Can you recast the entries starting with the line that contains "hoof in the image above." and going on through the line that contains "[0,433,1344,893]", both included, as a numbered list with blank lines left out?

┌────────

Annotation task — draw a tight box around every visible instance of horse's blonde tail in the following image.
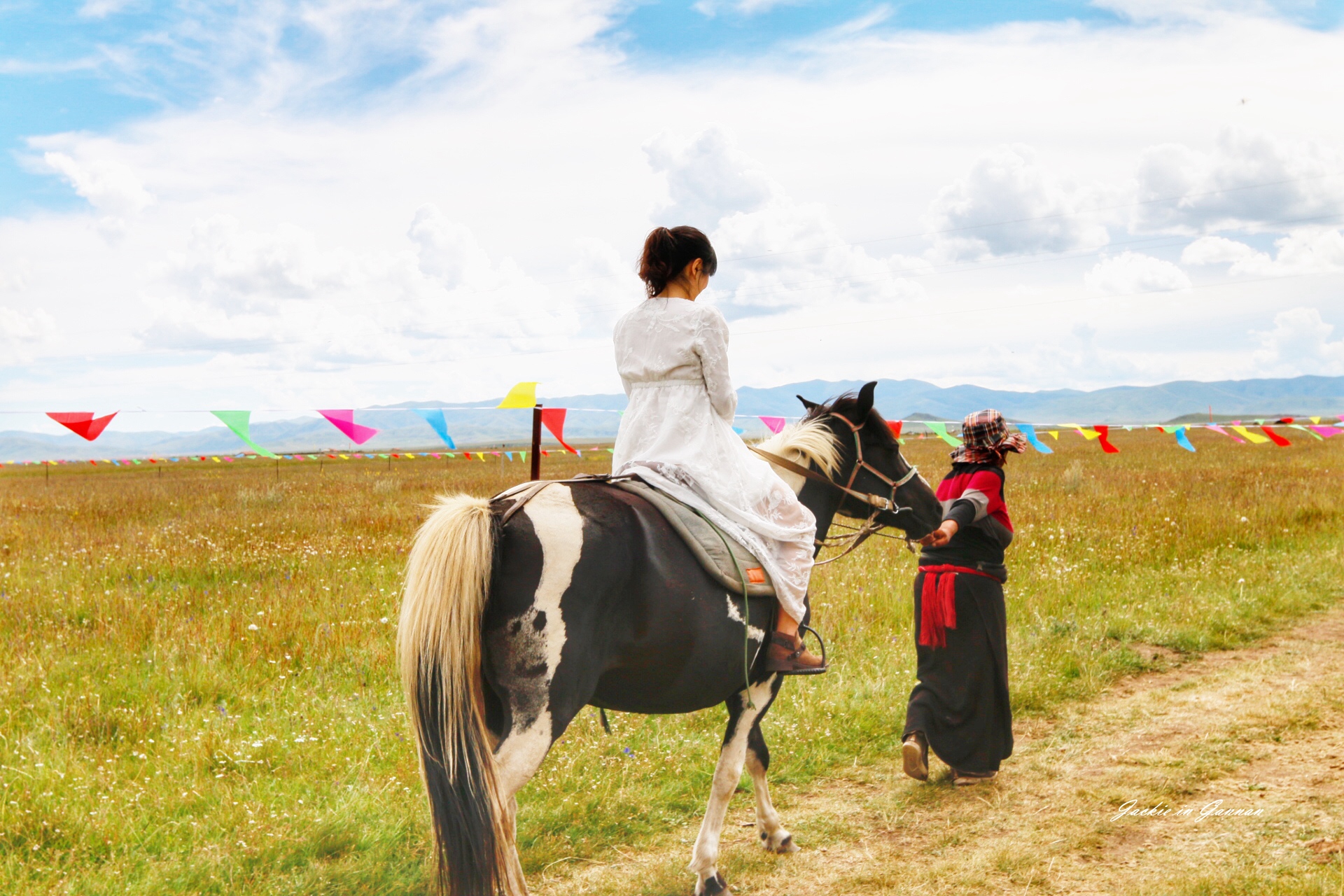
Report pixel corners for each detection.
[396,494,527,896]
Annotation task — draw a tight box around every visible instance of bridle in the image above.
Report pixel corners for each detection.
[751,414,923,566]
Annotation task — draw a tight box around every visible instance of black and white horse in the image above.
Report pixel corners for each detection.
[398,383,941,896]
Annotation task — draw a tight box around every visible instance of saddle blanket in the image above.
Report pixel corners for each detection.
[612,478,774,598]
[492,475,776,598]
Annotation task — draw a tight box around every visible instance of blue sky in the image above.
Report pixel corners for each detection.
[0,0,1344,426]
[0,0,1344,215]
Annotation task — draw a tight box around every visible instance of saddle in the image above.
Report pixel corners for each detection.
[491,474,776,598]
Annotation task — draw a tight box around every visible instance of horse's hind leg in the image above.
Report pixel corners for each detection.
[691,676,780,896]
[748,685,798,853]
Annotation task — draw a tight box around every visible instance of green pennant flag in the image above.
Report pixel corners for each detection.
[211,411,276,456]
[923,421,961,447]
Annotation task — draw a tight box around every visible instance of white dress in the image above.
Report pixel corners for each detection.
[612,298,817,621]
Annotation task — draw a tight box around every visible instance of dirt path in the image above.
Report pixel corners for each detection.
[533,610,1344,896]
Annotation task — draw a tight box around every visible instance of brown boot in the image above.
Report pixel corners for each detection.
[900,731,929,780]
[764,631,827,676]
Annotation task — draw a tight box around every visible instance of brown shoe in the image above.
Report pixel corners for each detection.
[764,631,827,676]
[951,769,999,788]
[900,731,929,780]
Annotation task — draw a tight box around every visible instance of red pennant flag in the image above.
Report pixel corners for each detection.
[47,411,117,442]
[542,407,578,454]
[1261,426,1292,447]
[1093,426,1119,454]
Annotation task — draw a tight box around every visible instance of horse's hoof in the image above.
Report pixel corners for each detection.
[695,874,732,896]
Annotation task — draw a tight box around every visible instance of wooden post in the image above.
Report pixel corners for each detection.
[532,405,542,481]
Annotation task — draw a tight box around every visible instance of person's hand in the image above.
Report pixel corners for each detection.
[919,520,957,548]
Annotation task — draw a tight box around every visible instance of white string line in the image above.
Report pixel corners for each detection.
[13,265,1344,400]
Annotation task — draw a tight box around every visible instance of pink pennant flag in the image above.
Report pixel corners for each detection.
[317,411,378,444]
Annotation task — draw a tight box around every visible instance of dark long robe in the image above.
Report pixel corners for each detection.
[902,573,1012,772]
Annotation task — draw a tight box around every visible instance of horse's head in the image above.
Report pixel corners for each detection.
[798,383,942,539]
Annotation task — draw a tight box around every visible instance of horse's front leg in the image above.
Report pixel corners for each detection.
[691,676,780,896]
[748,684,798,853]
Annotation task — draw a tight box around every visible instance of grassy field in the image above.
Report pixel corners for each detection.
[0,433,1344,893]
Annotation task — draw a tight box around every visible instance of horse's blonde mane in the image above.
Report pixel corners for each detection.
[757,418,840,475]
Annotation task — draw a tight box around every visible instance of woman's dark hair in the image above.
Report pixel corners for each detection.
[640,227,719,298]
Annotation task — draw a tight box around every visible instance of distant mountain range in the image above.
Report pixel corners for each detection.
[0,376,1344,461]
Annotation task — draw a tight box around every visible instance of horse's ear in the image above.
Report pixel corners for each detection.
[855,380,878,423]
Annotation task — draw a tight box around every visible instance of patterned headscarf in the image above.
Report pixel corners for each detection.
[951,408,1027,463]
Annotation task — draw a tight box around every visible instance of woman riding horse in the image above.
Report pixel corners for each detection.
[612,227,825,676]
[396,234,941,896]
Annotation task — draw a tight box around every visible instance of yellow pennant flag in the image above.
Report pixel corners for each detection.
[495,383,536,407]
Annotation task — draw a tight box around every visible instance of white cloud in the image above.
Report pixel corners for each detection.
[1133,129,1344,234]
[1255,307,1344,376]
[1084,250,1189,295]
[1180,237,1258,265]
[79,0,139,19]
[645,127,925,318]
[164,215,348,312]
[644,127,783,231]
[1093,0,1274,23]
[43,152,155,218]
[141,204,577,365]
[929,144,1107,260]
[8,0,1344,407]
[1182,227,1344,276]
[691,0,805,19]
[0,305,57,363]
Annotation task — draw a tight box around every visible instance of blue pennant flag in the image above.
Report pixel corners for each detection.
[1015,423,1055,454]
[412,407,457,451]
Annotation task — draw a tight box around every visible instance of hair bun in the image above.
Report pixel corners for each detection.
[638,225,719,298]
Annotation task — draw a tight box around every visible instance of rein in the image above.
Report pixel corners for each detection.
[748,414,919,567]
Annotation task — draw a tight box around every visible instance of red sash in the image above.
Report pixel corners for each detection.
[919,563,999,648]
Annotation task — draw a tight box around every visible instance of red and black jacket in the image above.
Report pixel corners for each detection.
[919,463,1012,582]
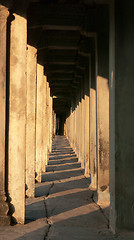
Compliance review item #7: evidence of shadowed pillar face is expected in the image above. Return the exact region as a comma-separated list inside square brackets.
[0, 5, 9, 225]
[109, 0, 134, 231]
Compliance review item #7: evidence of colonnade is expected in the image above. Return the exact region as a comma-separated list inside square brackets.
[0, 0, 134, 232]
[65, 1, 134, 232]
[0, 5, 56, 224]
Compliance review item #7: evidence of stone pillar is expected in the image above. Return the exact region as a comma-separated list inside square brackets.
[26, 45, 37, 197]
[79, 82, 82, 162]
[90, 86, 97, 189]
[0, 5, 9, 226]
[42, 76, 47, 172]
[109, 0, 134, 231]
[84, 59, 90, 177]
[46, 82, 50, 165]
[96, 7, 110, 204]
[49, 96, 53, 153]
[35, 64, 44, 182]
[8, 12, 27, 223]
[89, 47, 97, 190]
[81, 77, 85, 169]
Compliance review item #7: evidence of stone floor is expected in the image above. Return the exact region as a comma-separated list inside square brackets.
[0, 136, 134, 240]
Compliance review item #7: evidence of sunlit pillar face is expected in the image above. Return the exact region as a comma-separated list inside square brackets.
[8, 13, 27, 223]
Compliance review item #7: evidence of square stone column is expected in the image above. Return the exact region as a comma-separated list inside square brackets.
[8, 12, 27, 224]
[42, 76, 48, 172]
[89, 49, 97, 190]
[26, 45, 37, 197]
[96, 6, 110, 204]
[109, 0, 134, 231]
[84, 59, 91, 177]
[81, 76, 85, 169]
[0, 5, 9, 226]
[46, 82, 50, 165]
[35, 63, 44, 182]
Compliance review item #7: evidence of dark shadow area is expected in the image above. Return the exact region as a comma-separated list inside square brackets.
[50, 153, 77, 161]
[42, 169, 84, 182]
[46, 162, 81, 172]
[48, 157, 78, 166]
[35, 176, 90, 197]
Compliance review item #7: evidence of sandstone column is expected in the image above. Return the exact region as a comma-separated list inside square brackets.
[26, 45, 37, 197]
[89, 47, 97, 190]
[81, 78, 85, 169]
[46, 82, 50, 165]
[36, 64, 44, 182]
[90, 87, 97, 189]
[109, 0, 134, 231]
[42, 76, 47, 172]
[96, 7, 110, 204]
[8, 11, 27, 223]
[84, 59, 91, 177]
[0, 5, 9, 225]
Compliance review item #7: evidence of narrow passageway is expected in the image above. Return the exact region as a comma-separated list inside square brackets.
[36, 136, 113, 240]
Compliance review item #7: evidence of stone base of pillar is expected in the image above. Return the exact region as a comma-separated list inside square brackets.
[0, 193, 10, 226]
[93, 187, 110, 205]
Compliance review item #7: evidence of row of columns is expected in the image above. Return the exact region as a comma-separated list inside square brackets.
[0, 5, 55, 225]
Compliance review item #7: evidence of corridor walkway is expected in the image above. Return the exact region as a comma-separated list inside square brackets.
[0, 136, 134, 240]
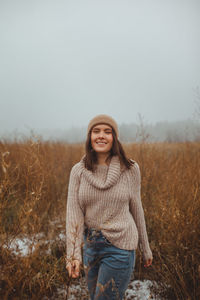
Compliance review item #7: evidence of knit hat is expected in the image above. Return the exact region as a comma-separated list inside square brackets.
[87, 115, 119, 138]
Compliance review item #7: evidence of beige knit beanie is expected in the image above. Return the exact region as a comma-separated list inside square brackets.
[87, 115, 119, 138]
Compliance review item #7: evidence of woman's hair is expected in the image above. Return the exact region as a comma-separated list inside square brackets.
[85, 128, 134, 171]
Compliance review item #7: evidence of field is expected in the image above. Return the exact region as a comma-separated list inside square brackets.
[0, 139, 200, 300]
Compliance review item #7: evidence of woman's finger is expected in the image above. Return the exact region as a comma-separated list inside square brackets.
[66, 263, 72, 277]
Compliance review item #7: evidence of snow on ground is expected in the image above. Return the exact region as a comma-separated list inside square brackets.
[7, 233, 166, 300]
[48, 278, 162, 300]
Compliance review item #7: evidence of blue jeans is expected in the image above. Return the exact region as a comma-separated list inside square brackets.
[83, 228, 135, 300]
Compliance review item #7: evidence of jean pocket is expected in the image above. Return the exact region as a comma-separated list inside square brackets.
[103, 235, 113, 246]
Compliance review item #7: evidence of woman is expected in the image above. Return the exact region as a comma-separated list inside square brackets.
[66, 115, 152, 300]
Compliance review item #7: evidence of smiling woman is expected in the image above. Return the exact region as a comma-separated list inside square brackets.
[66, 115, 152, 300]
[91, 124, 113, 165]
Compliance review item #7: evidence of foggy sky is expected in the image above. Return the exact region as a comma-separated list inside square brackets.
[0, 0, 200, 132]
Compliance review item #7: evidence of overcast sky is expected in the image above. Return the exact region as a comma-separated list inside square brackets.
[0, 0, 200, 131]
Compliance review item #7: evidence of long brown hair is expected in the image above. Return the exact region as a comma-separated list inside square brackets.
[85, 128, 134, 171]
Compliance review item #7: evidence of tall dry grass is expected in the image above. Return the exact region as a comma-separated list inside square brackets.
[0, 139, 200, 300]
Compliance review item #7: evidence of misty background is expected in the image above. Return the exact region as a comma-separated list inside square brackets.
[0, 0, 200, 142]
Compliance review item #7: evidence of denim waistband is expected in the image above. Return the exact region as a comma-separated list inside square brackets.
[84, 227, 102, 236]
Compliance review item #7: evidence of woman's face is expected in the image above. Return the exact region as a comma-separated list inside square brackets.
[91, 124, 113, 153]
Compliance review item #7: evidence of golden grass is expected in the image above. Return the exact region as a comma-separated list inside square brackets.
[0, 139, 200, 300]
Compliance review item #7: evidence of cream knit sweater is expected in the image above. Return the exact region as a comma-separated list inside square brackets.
[66, 155, 152, 261]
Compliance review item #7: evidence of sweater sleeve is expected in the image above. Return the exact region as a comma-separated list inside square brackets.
[66, 164, 84, 262]
[130, 162, 152, 261]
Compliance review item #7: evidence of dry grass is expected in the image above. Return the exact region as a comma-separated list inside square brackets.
[0, 139, 200, 300]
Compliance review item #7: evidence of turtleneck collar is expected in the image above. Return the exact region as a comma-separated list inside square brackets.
[80, 155, 121, 190]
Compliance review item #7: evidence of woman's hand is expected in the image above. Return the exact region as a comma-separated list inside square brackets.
[66, 260, 80, 278]
[144, 258, 153, 268]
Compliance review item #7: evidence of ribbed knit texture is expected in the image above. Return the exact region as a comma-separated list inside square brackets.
[66, 155, 152, 261]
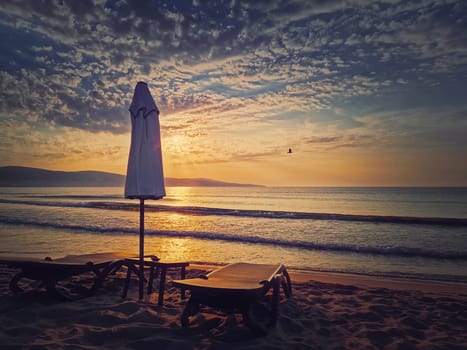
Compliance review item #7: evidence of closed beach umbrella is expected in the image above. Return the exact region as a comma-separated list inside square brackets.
[125, 82, 165, 299]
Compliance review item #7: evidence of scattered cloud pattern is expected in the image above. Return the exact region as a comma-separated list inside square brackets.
[0, 0, 467, 185]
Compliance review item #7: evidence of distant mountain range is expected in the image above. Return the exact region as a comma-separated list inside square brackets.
[0, 166, 259, 187]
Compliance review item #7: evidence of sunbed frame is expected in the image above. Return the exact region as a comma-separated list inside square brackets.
[172, 263, 292, 334]
[0, 253, 125, 300]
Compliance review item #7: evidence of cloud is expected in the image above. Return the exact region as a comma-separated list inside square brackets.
[0, 0, 467, 183]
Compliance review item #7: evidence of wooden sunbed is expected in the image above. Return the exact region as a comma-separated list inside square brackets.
[0, 253, 128, 300]
[172, 262, 292, 333]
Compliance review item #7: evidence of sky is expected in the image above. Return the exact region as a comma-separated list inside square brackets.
[0, 0, 467, 186]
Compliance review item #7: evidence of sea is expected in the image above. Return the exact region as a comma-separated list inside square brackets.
[0, 187, 467, 282]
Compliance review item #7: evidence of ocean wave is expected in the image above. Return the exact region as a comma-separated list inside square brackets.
[0, 217, 467, 260]
[0, 199, 467, 227]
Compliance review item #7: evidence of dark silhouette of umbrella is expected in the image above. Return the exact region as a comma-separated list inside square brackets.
[125, 82, 165, 299]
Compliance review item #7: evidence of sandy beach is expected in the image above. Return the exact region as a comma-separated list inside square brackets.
[0, 265, 467, 350]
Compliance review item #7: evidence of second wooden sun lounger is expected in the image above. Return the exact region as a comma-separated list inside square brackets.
[172, 262, 292, 333]
[0, 253, 125, 300]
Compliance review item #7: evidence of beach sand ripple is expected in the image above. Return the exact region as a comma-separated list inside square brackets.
[0, 267, 467, 350]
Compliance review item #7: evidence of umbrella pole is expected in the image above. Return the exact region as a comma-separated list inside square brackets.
[139, 198, 144, 300]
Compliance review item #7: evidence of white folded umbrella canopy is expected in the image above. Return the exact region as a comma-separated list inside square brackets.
[125, 82, 165, 299]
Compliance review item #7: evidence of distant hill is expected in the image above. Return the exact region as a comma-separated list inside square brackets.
[0, 166, 264, 187]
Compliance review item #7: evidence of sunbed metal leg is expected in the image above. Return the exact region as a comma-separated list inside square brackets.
[10, 272, 25, 293]
[180, 296, 199, 327]
[268, 275, 282, 327]
[157, 267, 167, 306]
[282, 269, 292, 299]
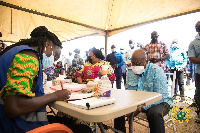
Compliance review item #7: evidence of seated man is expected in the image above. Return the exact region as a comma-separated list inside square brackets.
[66, 59, 81, 83]
[114, 49, 171, 133]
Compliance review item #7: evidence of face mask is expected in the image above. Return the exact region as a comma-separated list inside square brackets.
[172, 43, 178, 48]
[151, 35, 158, 42]
[129, 44, 134, 48]
[42, 53, 54, 69]
[72, 62, 77, 67]
[196, 25, 200, 32]
[131, 66, 145, 75]
[87, 56, 92, 64]
[111, 48, 116, 52]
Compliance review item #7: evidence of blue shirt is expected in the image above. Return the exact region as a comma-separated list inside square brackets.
[166, 47, 188, 70]
[188, 37, 200, 74]
[114, 52, 124, 67]
[125, 62, 172, 110]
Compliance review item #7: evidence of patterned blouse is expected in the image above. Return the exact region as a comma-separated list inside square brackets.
[145, 42, 169, 71]
[75, 61, 115, 83]
[0, 53, 39, 98]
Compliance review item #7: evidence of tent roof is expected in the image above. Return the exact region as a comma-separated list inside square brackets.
[0, 0, 200, 42]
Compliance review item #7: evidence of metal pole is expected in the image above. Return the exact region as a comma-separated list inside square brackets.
[105, 30, 108, 58]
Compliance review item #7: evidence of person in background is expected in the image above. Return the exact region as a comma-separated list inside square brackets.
[144, 31, 170, 72]
[65, 52, 73, 71]
[188, 21, 200, 123]
[185, 51, 195, 90]
[100, 48, 105, 56]
[75, 47, 115, 84]
[114, 49, 172, 133]
[66, 59, 81, 83]
[0, 32, 7, 53]
[124, 40, 136, 67]
[106, 45, 124, 89]
[74, 48, 84, 67]
[137, 42, 144, 50]
[166, 39, 188, 97]
[120, 48, 127, 86]
[0, 26, 92, 133]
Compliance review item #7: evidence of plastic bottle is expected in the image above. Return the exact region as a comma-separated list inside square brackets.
[98, 65, 112, 97]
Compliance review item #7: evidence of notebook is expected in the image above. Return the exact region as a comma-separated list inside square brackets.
[68, 97, 116, 109]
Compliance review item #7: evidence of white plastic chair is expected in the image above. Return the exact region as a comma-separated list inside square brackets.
[166, 71, 176, 97]
[133, 71, 176, 133]
[133, 111, 176, 133]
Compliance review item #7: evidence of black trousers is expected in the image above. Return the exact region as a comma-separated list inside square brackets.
[122, 73, 126, 86]
[171, 69, 184, 95]
[47, 115, 92, 133]
[194, 73, 200, 115]
[116, 76, 122, 89]
[114, 102, 170, 133]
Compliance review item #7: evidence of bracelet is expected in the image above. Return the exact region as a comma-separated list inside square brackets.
[139, 107, 142, 112]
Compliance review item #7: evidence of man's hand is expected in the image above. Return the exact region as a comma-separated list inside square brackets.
[148, 58, 161, 63]
[126, 63, 131, 67]
[54, 89, 71, 101]
[178, 67, 184, 72]
[112, 64, 118, 69]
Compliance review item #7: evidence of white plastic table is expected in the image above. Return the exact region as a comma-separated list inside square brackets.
[50, 89, 162, 132]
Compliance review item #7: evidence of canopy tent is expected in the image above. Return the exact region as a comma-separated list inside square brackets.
[0, 0, 200, 50]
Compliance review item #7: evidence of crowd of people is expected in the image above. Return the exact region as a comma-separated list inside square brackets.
[0, 21, 200, 133]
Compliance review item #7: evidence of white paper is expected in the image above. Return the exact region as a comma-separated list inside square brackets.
[67, 92, 94, 100]
[68, 97, 116, 109]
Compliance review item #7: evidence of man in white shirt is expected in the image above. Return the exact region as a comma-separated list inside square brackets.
[124, 40, 136, 67]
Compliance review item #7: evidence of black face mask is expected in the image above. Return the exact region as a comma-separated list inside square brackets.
[72, 63, 77, 67]
[196, 25, 200, 32]
[151, 35, 158, 42]
[87, 56, 92, 64]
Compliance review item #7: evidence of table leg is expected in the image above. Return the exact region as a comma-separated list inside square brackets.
[96, 122, 105, 133]
[129, 112, 134, 133]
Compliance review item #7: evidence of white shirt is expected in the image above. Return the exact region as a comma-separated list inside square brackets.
[124, 49, 135, 64]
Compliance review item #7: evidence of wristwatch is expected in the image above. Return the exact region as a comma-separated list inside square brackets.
[139, 107, 142, 112]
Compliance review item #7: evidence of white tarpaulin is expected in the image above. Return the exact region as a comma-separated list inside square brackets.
[0, 0, 200, 42]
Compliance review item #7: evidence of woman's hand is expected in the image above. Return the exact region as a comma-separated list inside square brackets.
[54, 89, 71, 101]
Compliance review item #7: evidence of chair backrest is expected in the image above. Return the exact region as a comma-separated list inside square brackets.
[166, 71, 176, 97]
[26, 123, 73, 133]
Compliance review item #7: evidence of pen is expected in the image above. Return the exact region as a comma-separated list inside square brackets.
[60, 81, 63, 90]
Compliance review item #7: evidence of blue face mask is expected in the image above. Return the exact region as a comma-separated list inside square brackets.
[42, 53, 54, 69]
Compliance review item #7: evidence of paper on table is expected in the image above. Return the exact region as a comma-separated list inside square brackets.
[67, 92, 94, 100]
[68, 97, 116, 109]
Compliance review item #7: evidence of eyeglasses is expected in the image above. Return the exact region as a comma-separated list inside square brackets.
[0, 40, 5, 49]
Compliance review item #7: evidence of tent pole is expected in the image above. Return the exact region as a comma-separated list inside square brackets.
[105, 30, 108, 58]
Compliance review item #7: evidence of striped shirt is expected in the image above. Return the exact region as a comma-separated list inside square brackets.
[145, 42, 169, 71]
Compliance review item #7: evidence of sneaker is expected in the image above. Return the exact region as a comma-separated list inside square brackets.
[195, 116, 200, 123]
[189, 103, 197, 108]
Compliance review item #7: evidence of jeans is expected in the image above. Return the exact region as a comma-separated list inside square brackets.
[171, 69, 184, 96]
[194, 73, 200, 114]
[47, 115, 92, 133]
[114, 102, 170, 133]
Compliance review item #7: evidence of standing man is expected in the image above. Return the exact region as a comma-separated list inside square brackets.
[188, 21, 200, 123]
[124, 40, 136, 67]
[167, 39, 187, 97]
[106, 45, 124, 89]
[120, 48, 127, 86]
[0, 32, 7, 53]
[145, 31, 170, 72]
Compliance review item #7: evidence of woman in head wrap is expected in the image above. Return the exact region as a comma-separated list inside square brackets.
[75, 47, 115, 84]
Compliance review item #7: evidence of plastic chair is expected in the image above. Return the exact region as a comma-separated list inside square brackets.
[26, 123, 73, 133]
[133, 111, 176, 133]
[133, 71, 176, 133]
[166, 71, 176, 97]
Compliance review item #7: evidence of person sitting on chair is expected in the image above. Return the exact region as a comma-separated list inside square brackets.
[114, 49, 172, 133]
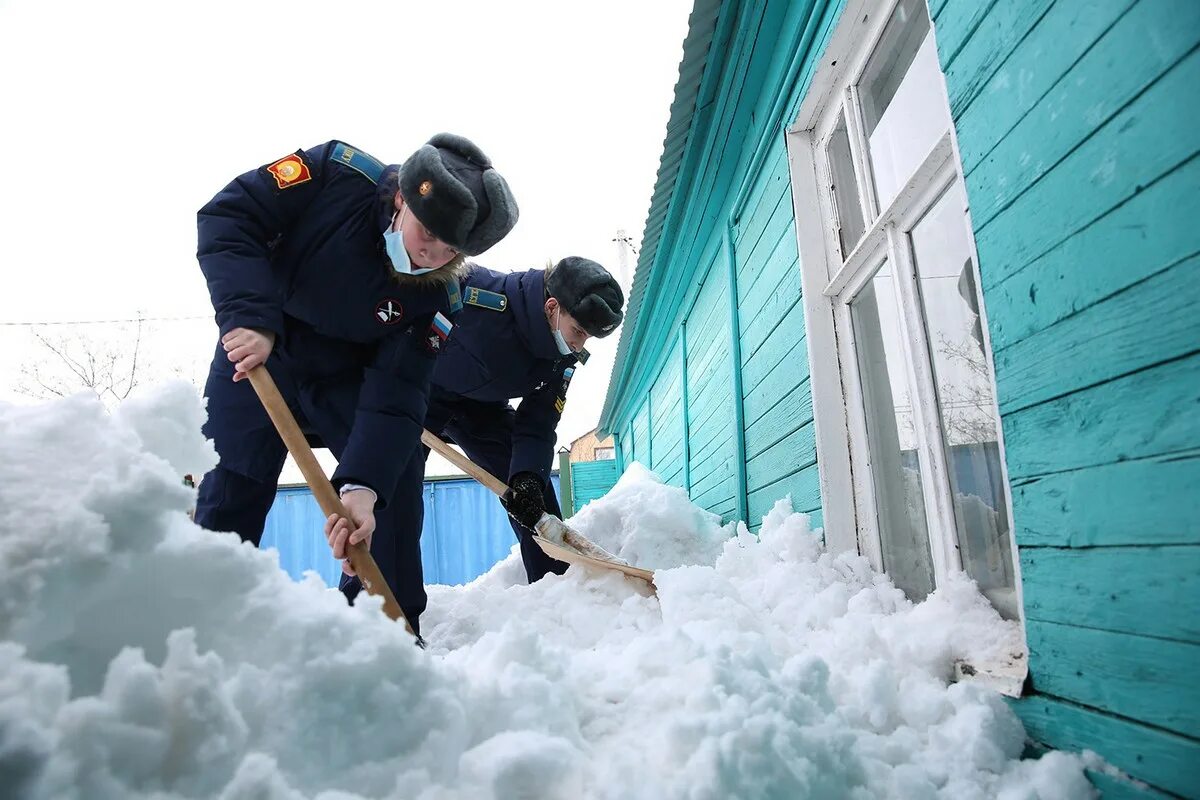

└────────

Complete answer >>
1. Annotation task — draw a tight box around every visible instance of horse's hoof in the image above.
2. Report pixel corners for each detection.
3. [695,874,732,896]
4. Annotation task — draw a tight box around every visible instance of wooden post in the image above.
5. Report pixel corners for each detection.
6. [532,405,542,481]
7. Annotation task — draw a tight box around every visible instance of person's hand in the image above.
8. Report pixel corners for each detection.
9. [919,520,957,548]
10. Annotation task — draw a tight box around every visible instance of white string line in the image above.
11. Report pixel corners for each detection.
12. [13,265,1344,400]
13. Annotation task — draw a tight box around every visible instance of pink pennant flag in the image above.
14. Report pixel corners for each detection.
15. [317,411,378,444]
16. Annotation task — draw a tight box around every visible instance of dark long robe in the image above.
17. Report pixel corners for each detection.
18. [902,573,1012,772]
19. Annotation task — draw a tight box around every visible instance of horse's head in the image above.
20. Report pixel corners for each detection.
21. [798,383,942,539]
22. Annotation task — draw a tight box around every visible instance of horse's front leg in the image above.
23. Report pixel corners for each detection.
24. [691,676,780,896]
25. [748,684,798,853]
26. Annotation task — draw a tight box around every visible instance of grassy field in the image above.
27. Report pixel corners for each detection.
28. [0,433,1344,893]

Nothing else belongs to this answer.